━━━ Tekst
Edukacja z okazji Dnia Kota
Tę społeczność pewnego przedszkola przy ulicy Morcinka w Łodzi znam w zasadzie kilka lat. O ile nie udajemy się tam na typową edukację, o tyle i tak gościmy często, biorąc udział w świętowaniu szczególne miłego dla nas święta jakim jest Światowy Dzień Kota. Tego dnia całe przedszkole celebruje piękną tradycję i wszyscy zarówno dzieciaczki jak i personel przychodzą ubrani w galowe tematyczne stroje, czyli obowiązkowo nawiązujące do kociego życia albo jego wyglądu.
Dla takich spotkań warto
Równolegle do typowych interwencji, przygotowywania kociaków do adopcji, finansowania operacji i zabezpieczania przed rozmnażaniem, jesteśmy szalenie aktywne w jeszcze jednej, dość istotnej przestrzeni, a mianowicie na szeroką skalę prowadzonej edukacji.
Edukacja jakby spod lady
Zasady spotkań edukacyjnych są od zawsze niezmienne, w zamian za odwiedziny prosimy o zorganizowanie zbiórki darów, czyli karmy i wszelkich akcesoriów, które związane są z opieką nad mruczkami.
━━━━━━
> [Zadanie]:
Sprawdź, czy te trzy zdania zgadzają się z tekstem o Dniu Kota. Przy każdym napisz „tak” albo „nie” i przytocz słowa tekstu, które o tym przesądzają.
1. Przedszkole mieści się przy ulicy Morcinka w Łodzi.
2. W zamian za odwiedziny prosi się o zapłatę pieniędzmi.
3. W Dniu Kota w tematycznych strojach przychodzą tylko dzieci.
━━━ Wiersze danych
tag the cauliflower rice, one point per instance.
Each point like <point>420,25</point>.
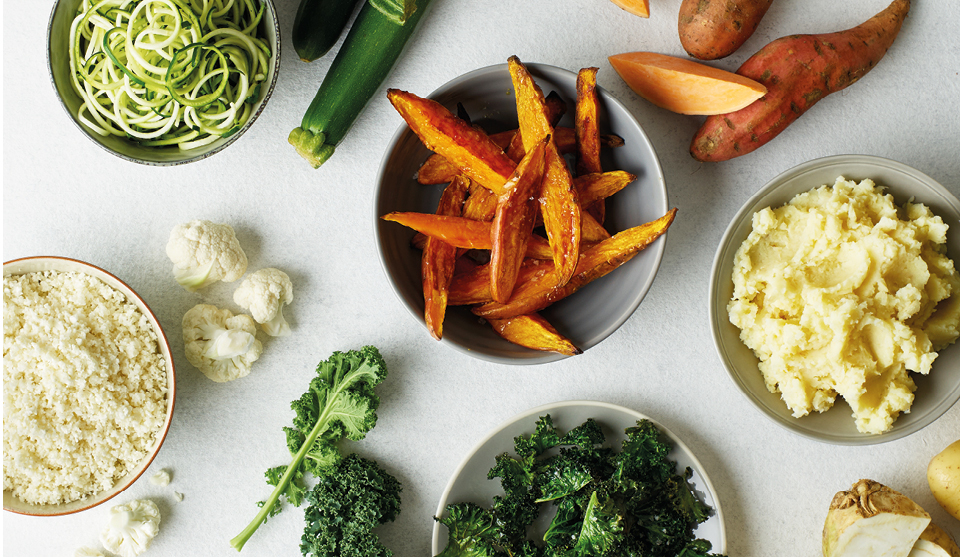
━━━━━━
> [Odpowiedź do zadania]:
1. Tak: „pewnego przedszkola przy ulicy Morcinka w Łodzi”.
2. Nie: „w zamian za odwiedziny prosimy o zorganizowanie zbiórki darów, czyli karmy i wszelkich akcesoriów”.
3. Nie: „wszyscy zarówno dzieciaczki jak i personel przychodzą ubrani w galowe tematyczne stroje”.